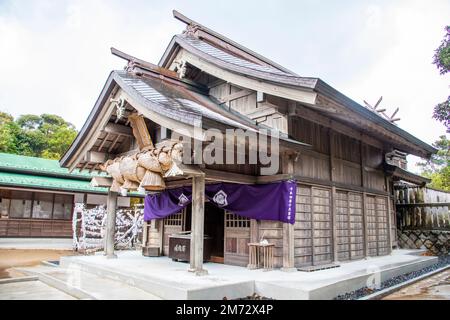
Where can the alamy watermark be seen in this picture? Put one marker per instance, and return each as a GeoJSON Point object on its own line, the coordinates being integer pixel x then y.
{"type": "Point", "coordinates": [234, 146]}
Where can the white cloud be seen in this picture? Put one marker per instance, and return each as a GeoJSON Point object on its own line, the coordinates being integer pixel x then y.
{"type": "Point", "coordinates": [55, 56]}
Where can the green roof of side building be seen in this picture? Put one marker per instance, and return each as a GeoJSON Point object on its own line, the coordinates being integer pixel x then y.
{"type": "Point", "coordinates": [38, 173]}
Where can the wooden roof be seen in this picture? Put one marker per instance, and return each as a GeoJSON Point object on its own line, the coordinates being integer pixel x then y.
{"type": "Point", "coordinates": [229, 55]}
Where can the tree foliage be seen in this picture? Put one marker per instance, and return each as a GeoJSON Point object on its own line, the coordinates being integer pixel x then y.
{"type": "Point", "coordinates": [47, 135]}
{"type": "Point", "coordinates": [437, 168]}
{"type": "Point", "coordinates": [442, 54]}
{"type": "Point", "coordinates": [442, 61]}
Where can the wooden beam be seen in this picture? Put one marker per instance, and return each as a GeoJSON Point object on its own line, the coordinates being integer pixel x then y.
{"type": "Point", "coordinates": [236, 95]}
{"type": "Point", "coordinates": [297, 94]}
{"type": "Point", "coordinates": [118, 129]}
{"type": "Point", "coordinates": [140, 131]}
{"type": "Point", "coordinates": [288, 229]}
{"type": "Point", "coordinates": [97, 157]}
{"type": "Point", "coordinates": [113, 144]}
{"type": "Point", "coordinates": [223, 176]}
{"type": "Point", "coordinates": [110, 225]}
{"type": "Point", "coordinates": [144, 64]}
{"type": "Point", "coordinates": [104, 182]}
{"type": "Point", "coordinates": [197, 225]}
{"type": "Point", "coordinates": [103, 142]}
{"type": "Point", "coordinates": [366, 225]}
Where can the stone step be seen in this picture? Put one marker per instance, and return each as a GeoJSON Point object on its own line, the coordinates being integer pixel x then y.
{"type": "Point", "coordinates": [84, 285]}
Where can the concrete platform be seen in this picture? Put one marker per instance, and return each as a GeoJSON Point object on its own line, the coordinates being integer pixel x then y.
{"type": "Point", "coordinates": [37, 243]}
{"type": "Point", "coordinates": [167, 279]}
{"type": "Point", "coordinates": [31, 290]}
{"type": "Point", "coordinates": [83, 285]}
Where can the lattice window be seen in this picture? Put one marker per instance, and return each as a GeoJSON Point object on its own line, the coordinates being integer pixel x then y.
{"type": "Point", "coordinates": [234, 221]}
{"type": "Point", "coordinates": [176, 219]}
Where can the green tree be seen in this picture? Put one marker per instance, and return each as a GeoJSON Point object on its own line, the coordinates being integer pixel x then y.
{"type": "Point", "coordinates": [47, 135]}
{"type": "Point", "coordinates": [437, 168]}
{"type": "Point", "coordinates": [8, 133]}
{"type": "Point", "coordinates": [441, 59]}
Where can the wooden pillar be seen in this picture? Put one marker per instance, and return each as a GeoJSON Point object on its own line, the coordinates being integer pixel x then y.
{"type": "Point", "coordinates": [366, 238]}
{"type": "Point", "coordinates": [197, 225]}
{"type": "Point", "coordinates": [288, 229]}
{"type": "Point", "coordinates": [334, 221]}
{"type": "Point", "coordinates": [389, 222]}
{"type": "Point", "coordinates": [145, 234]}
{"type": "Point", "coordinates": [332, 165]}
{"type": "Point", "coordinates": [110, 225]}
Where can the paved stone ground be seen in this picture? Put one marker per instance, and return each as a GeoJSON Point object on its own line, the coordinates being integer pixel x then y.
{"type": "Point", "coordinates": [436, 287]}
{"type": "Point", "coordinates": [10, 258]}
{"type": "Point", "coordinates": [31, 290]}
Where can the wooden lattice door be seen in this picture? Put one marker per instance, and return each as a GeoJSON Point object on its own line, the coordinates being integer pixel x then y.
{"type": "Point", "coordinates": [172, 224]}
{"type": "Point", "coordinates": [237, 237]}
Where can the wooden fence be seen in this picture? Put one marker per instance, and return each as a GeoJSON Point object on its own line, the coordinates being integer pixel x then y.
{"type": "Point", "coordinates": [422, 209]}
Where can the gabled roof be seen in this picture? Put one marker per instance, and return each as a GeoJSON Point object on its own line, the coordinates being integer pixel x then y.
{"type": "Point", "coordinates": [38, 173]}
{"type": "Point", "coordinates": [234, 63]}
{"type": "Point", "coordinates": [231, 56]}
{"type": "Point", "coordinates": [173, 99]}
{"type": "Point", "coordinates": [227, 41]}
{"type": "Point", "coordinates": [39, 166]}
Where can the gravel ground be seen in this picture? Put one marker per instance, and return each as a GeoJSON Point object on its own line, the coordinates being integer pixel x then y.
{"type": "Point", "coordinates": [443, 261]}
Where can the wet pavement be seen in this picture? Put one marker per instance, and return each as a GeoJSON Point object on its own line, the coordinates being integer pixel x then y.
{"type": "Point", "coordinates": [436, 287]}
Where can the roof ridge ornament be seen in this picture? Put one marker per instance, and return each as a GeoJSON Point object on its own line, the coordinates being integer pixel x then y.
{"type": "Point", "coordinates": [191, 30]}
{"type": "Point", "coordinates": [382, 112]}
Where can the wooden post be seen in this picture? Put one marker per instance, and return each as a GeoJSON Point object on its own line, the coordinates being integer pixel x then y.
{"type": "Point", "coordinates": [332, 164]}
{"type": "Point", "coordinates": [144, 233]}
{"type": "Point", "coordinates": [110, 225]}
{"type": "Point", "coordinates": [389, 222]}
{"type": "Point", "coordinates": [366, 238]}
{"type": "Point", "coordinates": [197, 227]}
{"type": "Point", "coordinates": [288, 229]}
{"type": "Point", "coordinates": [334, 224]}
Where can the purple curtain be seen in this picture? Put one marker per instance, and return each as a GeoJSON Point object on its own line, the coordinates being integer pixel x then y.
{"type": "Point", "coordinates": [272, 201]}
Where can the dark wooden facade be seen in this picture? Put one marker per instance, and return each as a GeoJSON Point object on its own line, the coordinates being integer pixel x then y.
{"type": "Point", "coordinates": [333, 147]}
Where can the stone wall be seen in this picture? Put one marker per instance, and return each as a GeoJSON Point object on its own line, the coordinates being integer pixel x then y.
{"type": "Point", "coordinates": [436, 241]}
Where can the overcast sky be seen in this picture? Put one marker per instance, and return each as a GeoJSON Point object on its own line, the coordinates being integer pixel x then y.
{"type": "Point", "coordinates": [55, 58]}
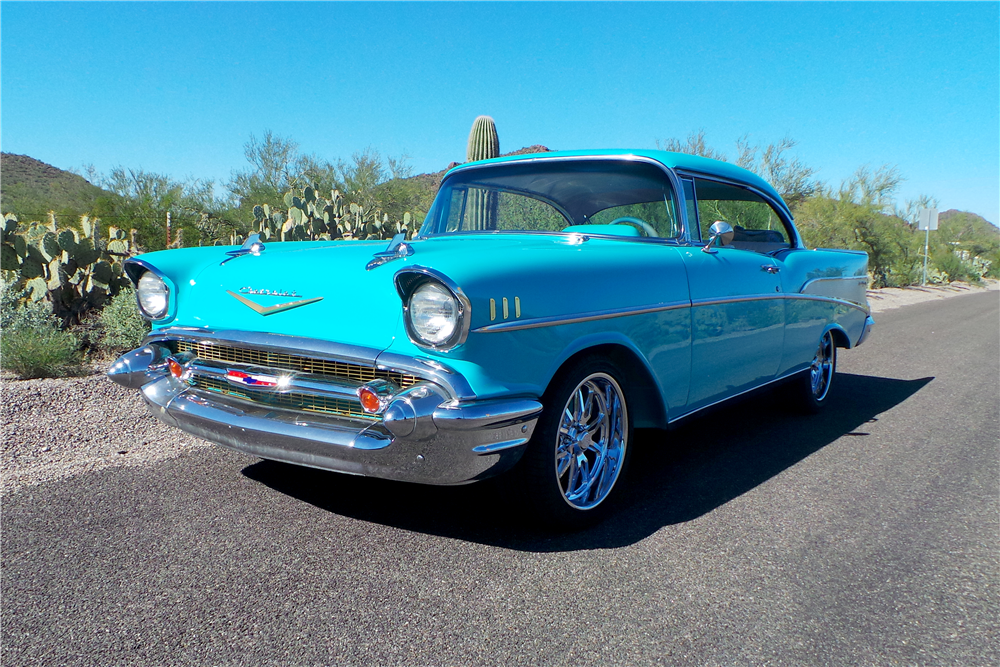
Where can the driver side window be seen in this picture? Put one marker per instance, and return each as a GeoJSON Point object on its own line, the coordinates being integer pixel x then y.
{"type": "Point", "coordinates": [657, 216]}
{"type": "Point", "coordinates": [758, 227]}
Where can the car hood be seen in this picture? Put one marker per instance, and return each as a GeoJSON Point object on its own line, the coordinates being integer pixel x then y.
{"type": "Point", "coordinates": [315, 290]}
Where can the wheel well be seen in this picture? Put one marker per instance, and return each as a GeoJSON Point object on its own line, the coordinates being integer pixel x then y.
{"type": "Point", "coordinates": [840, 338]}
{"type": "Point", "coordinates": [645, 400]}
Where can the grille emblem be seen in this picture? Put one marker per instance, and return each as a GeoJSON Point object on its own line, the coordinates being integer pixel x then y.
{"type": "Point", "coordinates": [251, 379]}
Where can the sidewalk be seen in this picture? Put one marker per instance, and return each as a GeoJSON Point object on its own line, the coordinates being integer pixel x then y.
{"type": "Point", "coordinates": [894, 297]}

________

Your assignment: Give back all of the entries verbatim, but without pictures.

Result below:
Where can the alamy watermark be seen in this picture? Put one marker per instance, and return each as a GeoJSON Point object on its own line, the coordinates being integer pixel x then y.
{"type": "Point", "coordinates": [234, 146]}
Where can the white cloud be seen in this picture? Put one marker per instance, and return each as a GeoJSON Point object on its own line, the coordinates being integer pixel x then y.
{"type": "Point", "coordinates": [55, 56]}
Where can the green roof of side building be seen in this picture? Put one marker per instance, and return each as a GeoJSON Point object on its own line, the coordinates being integer pixel x then y.
{"type": "Point", "coordinates": [38, 173]}
Where can the wooden roof be seen in this picture? Put one marker per instance, and return each as a GeoJSON Point object on its own line, the coordinates being integer pixel x then y.
{"type": "Point", "coordinates": [229, 55]}
Where can the tree foliage be seen in this picture? Put one marker per instance, and return each as a GeoJSON Point object on its own line, the coordinates being integer pixel x then y.
{"type": "Point", "coordinates": [47, 135]}
{"type": "Point", "coordinates": [437, 168]}
{"type": "Point", "coordinates": [442, 54]}
{"type": "Point", "coordinates": [442, 61]}
Where can the wooden beam be seen in this picture? Put one marker per instance, and return each as a GeoJSON Point object on its own line, the coordinates being integer pixel x then y.
{"type": "Point", "coordinates": [236, 95]}
{"type": "Point", "coordinates": [297, 94]}
{"type": "Point", "coordinates": [118, 129]}
{"type": "Point", "coordinates": [140, 131]}
{"type": "Point", "coordinates": [288, 229]}
{"type": "Point", "coordinates": [97, 157]}
{"type": "Point", "coordinates": [113, 144]}
{"type": "Point", "coordinates": [223, 176]}
{"type": "Point", "coordinates": [110, 225]}
{"type": "Point", "coordinates": [144, 64]}
{"type": "Point", "coordinates": [104, 182]}
{"type": "Point", "coordinates": [197, 225]}
{"type": "Point", "coordinates": [103, 142]}
{"type": "Point", "coordinates": [366, 225]}
Where can the stone step be seen in this picture? Put one marker per instance, and return each as a GeoJSON Point object on its own line, the coordinates being integer pixel x then y.
{"type": "Point", "coordinates": [84, 285]}
Where can the concrete platform be seen in this picture? Put one marker per instance, and return each as a GeoJSON Point object on its own line, the coordinates being integer pixel x then y.
{"type": "Point", "coordinates": [37, 243]}
{"type": "Point", "coordinates": [167, 279]}
{"type": "Point", "coordinates": [31, 290]}
{"type": "Point", "coordinates": [83, 285]}
Where can the lattice window be seen in this picture? Put one marker per instance, and return each as a GeoJSON Point object on its own line, the coordinates being integer pixel x then y.
{"type": "Point", "coordinates": [234, 221]}
{"type": "Point", "coordinates": [176, 219]}
Where can the green tree be seen in this picture? Put one marker per instance, and return each as a GeoJSON Point object on its own line, the coordinates being integer pixel x then y.
{"type": "Point", "coordinates": [47, 135]}
{"type": "Point", "coordinates": [437, 168]}
{"type": "Point", "coordinates": [8, 133]}
{"type": "Point", "coordinates": [441, 59]}
Where can the wooden pillar be seen in this picture? Put one marker per instance, and return each as a GeoJSON Point object on its own line, the coordinates being integer pixel x then y.
{"type": "Point", "coordinates": [366, 238]}
{"type": "Point", "coordinates": [197, 225]}
{"type": "Point", "coordinates": [288, 229]}
{"type": "Point", "coordinates": [334, 221]}
{"type": "Point", "coordinates": [389, 222]}
{"type": "Point", "coordinates": [145, 234]}
{"type": "Point", "coordinates": [332, 165]}
{"type": "Point", "coordinates": [110, 225]}
Where can the paved stone ground be seen in this picture? Put one marker per instance, and return each as a GeoJSON Point object on its own line, the coordinates being integer pixel x then y.
{"type": "Point", "coordinates": [436, 287]}
{"type": "Point", "coordinates": [10, 258]}
{"type": "Point", "coordinates": [31, 290]}
Where can the wooden lattice door be seen in this picture? Put one marker per instance, and return each as a GeoJSON Point object on its own line, the coordinates being integer pixel x then y.
{"type": "Point", "coordinates": [172, 224]}
{"type": "Point", "coordinates": [237, 237]}
Where can the wooden fence be seen in this picture? Put one marker per instance, and return each as a GeoJSON Point object on its own line, the coordinates being integer pixel x then y.
{"type": "Point", "coordinates": [422, 209]}
Where can the gabled roof be seen in this picture? Put one marker per instance, and return each as a GeoJSON Point object on its own line, the coordinates being integer pixel x then y.
{"type": "Point", "coordinates": [38, 173]}
{"type": "Point", "coordinates": [234, 63]}
{"type": "Point", "coordinates": [231, 56]}
{"type": "Point", "coordinates": [173, 99]}
{"type": "Point", "coordinates": [227, 41]}
{"type": "Point", "coordinates": [39, 166]}
Where can the gravel ground be seen in this picture? Put one marker per instance, and return each as a GeoJSON Point object on its own line, the coordinates being integer pixel x then y.
{"type": "Point", "coordinates": [443, 261]}
Where can the wet pavement be seen in this picture? Put one marker per instance, and return each as a GeoJSON Point object on its own line, the coordinates being integer pixel x then y.
{"type": "Point", "coordinates": [436, 287]}
Where can the roof ridge ornament be seen in this picture? Put one marker per instance, and return each as a GeoJSON Point object on its own line, the coordinates being integer pixel x then y.
{"type": "Point", "coordinates": [191, 30]}
{"type": "Point", "coordinates": [382, 112]}
Where can the wooden post be seen in this picture? Put one marker per instance, and return each as a GeoJSON Point object on its own line, the coordinates being integer pixel x then y.
{"type": "Point", "coordinates": [332, 164]}
{"type": "Point", "coordinates": [144, 233]}
{"type": "Point", "coordinates": [110, 225]}
{"type": "Point", "coordinates": [389, 222]}
{"type": "Point", "coordinates": [366, 238]}
{"type": "Point", "coordinates": [197, 227]}
{"type": "Point", "coordinates": [288, 229]}
{"type": "Point", "coordinates": [334, 224]}
Where can the purple curtain be seen in this picture? Put one marker per instance, and return each as a GeoJSON Point object on its own line, the coordinates being integer pixel x then y.
{"type": "Point", "coordinates": [272, 201]}
Where can the dark wooden facade be seen in this picture? Put one marker per instance, and return each as a GeoJSON Point object on its own line, the coordinates being integer pixel x then y.
{"type": "Point", "coordinates": [333, 147]}
Where can the stone wall be seen in this picture? Put one marker per instance, and return each as a GeoJSON Point object on its own line, the coordinates being integer pixel x then y.
{"type": "Point", "coordinates": [436, 241]}
Where can the overcast sky be seen in this picture? Put one marker per instance, and return each as a GeoJSON Point object on its own line, the coordinates being integer pixel x then y.
{"type": "Point", "coordinates": [55, 58]}
Where can the driver side window be seen in this picture? Put one marker per instance, and return each as a GeoJSON Point object on its own line, the coordinates being integer pixel x then y.
{"type": "Point", "coordinates": [657, 216]}
{"type": "Point", "coordinates": [758, 227]}
Where can the car hood be seen in this picture? Put one marker per instance, and return each as a GeoJSON Point object on its own line, the coordinates being integer pixel x then y.
{"type": "Point", "coordinates": [315, 290]}
Where can the wheel well be seen in this picture? Put one marker per instance, and return each as a GeoJSON Point object on its own line, the coordinates being integer pixel x then y.
{"type": "Point", "coordinates": [840, 338]}
{"type": "Point", "coordinates": [645, 400]}
Where can the grille emblem be seen in this picture? Put one marker per instance, and return each as a GeoJSON Point object on its own line, the coordinates being integer pixel x then y.
{"type": "Point", "coordinates": [251, 379]}
Where can the sidewalk be seen in this picture? Put one marker per instance, and return each as a GeoJSON Point object on its own line, the coordinates being integer pixel x then y.
{"type": "Point", "coordinates": [894, 297]}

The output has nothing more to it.